◆ **THE PROBLEM**
Copy each entry below exactly. No images.

EXCERPTED RECORDS Start Marker

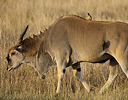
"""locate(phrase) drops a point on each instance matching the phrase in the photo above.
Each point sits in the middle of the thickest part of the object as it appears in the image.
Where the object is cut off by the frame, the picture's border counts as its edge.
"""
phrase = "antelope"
(71, 40)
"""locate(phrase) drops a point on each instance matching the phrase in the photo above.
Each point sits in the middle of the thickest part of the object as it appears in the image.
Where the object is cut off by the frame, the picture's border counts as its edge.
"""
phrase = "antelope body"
(71, 40)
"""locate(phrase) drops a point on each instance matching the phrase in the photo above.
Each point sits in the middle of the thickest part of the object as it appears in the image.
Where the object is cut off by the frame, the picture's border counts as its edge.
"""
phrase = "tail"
(89, 17)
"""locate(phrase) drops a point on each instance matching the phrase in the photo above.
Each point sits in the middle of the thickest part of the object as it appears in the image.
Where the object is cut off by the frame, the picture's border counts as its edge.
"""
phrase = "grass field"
(24, 83)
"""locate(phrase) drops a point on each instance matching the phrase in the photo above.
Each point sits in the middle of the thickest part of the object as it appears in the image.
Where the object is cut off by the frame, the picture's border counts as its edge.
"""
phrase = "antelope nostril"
(7, 68)
(43, 76)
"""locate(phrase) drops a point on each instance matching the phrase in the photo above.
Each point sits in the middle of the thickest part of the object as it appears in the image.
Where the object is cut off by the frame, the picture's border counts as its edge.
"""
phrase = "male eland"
(72, 40)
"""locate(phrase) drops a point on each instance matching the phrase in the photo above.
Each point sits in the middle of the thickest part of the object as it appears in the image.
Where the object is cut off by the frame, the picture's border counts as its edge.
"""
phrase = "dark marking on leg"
(79, 69)
(64, 70)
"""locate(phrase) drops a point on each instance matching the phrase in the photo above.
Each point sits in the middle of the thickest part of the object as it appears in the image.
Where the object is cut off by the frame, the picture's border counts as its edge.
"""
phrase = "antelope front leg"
(60, 79)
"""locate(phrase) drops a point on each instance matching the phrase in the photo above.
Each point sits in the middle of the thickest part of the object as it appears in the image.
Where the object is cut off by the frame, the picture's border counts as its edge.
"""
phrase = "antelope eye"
(13, 53)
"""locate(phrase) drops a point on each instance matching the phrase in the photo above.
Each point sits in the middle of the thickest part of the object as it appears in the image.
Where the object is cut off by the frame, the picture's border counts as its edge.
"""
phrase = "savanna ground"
(24, 83)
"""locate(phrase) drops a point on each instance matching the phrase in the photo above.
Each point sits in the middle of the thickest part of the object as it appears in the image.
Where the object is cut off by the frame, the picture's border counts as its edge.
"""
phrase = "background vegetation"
(24, 83)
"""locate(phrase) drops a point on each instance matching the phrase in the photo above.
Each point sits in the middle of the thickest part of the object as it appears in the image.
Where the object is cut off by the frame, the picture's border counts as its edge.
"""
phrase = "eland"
(69, 41)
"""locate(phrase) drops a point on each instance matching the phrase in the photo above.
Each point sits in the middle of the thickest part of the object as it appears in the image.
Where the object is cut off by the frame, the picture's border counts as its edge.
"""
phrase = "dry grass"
(24, 83)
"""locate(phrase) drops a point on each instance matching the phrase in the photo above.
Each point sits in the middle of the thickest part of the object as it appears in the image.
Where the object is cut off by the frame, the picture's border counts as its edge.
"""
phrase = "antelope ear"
(19, 49)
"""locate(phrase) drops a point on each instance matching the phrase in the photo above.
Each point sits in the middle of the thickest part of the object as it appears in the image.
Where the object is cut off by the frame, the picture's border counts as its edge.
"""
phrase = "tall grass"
(24, 83)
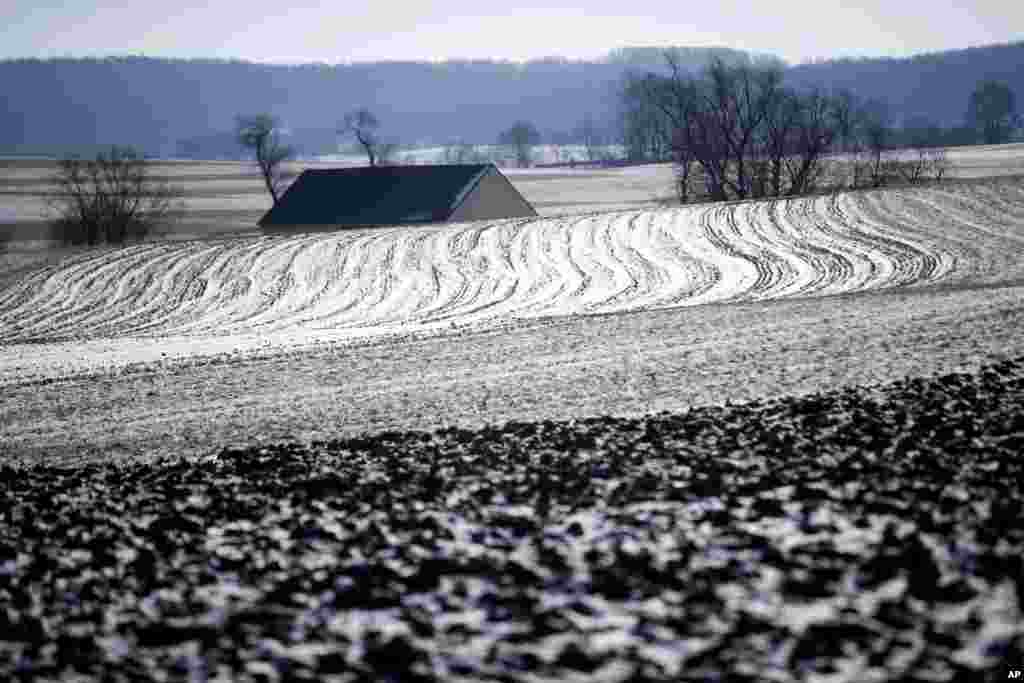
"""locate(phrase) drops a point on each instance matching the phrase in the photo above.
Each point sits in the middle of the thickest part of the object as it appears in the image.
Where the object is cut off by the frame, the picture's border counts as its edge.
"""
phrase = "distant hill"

EXCERPTED RECORDS End Marker

◆ **YOUR RESPONSE**
"""locate(phrase) drops a point on each instance matching the phrase in the photo above.
Each point sits in the middle of the thickest part of the object as it appears in the image.
Where the object is cut off by the frame, the picture's border counts as its edge.
"""
phrase = "antelope"
(71, 40)
"""locate(phrase) drops a point on each instance matching the phrase in the photo above.
Each point sits in the middle of the thickest part of the object as it appears in the image.
Where the object is cut off by the frame, the picture's border counts as its edge.
"""
phrase = "antelope body"
(71, 40)
"""locate(phrase) drops a point on each instance matching the phrase in the photo above.
Each point sits in the middle of the thickest part of the object as it appears in the image.
Where the object is cut off by the frame, the picture's border counts as its edge.
"""
phrase = "tail"
(89, 17)
"""locate(phrase) drops a point on each instance matching the phrase in the photo above.
Each point sits in the middle of the thickest part of the object as it appears in the image.
Where the object is cut off by the frame, the picture's border counts as its edge.
"""
phrase = "grass field"
(24, 83)
"""locate(phrase) drops a point on each instance matching the phrase in the photo above.
Each point sits in the middle of the thickest part of the object as it appears in the image.
Where the object is cut off by the frame, the picture's border counts as its edge.
"""
phrase = "antelope nostril"
(7, 68)
(43, 76)
"""locate(phrase) drops a point on each instance matching the phrase in the photo above.
Each point sits in the middle of the thickest part of the object as it appears in the image.
Where the object is cut off by the frame, the picture's border counts as its edge.
"""
phrase = "male eland"
(72, 40)
"""locate(phrase) drops a point on each instance matching the phrase in the photo above.
Each point sits in the middle of the thickest part of the object as it appears in the image.
Where the object is cut off by the frame, the picture's border counts as its edge.
"""
phrase = "dark marking on leg"
(79, 69)
(64, 70)
"""locate(phrase) drops a point on each instance matching the phrase in the photo above.
Each point sits in the middle of the thickest part of the object as it appears in the image.
Where the object is cut off by the frame, the picture's border counts as its edge.
"""
phrase = "antelope front leg"
(60, 79)
"""locate(phrase) drops a point on each instance matching the phrase in the photo above.
Each point sits in the middle of the thickest part of the object as it appears in the image.
Where the object is cut off by the frame, the picture's border counts as its edge.
"""
phrase = "antelope eye"
(13, 53)
"""locate(phrase) drops a point on each instance matching the phrase in the photo above.
Each point sits in the middle of the thickest part of the object as it appears in the image.
Where the object is cut off by the frame, the picture's border counts as its edge.
"""
phrase = "savanna ground"
(24, 83)
"""locate(phrase) drops a point on each instance matching the phrase in the photo above.
Each point sits in the middle of the thickest part of the object as it appears in the image.
Where the object is cut off by the frame, the picture's border counts as its edge.
"""
phrase = "background vegetation"
(24, 83)
"""locate(phrase) drops a point on each instance matching the phrase in the photo above.
Each point sits in the middle of the thickest part of the object as it appears in the image.
Where the object is cut off by the frame, the picture's border counts as its edge.
"""
phrase = "eland"
(69, 41)
"""locate(phrase) drops a point on each instance matching the phrase in the photo above.
Each point sits in the middle of the thickest part of the object as it appears in the image.
Where the object is cut off by the frame, the picture's border counts as its edge.
"""
phrase = "dry grass"
(24, 83)
"""locate(phrase) drops a point on each instance matching the phrase in the photo above.
Each point sits in the middle of the thickest part of the object as it appears in the image.
Where the object is cut off by the frame, the picture's border counts as its edge.
"""
phrase = "antelope ear"
(19, 49)
"""locate(phrase) drops a point on each instance matching the phrase in the photo above.
Each point sits in the middle of the thickest part of the object as it appears in the image.
Where the object is cut off by the frame, the picture's border counts as its edge.
"""
phrase = "tall grass"
(24, 83)
"""locate(phrase) drops a point on each instance matching the phrase in the photo above.
Each point sits in the middle of the thickest part of the object as it appears in the image.
Where the object is cut off by the frame, the picture's border counts as its edge.
"""
phrase = "distant hill"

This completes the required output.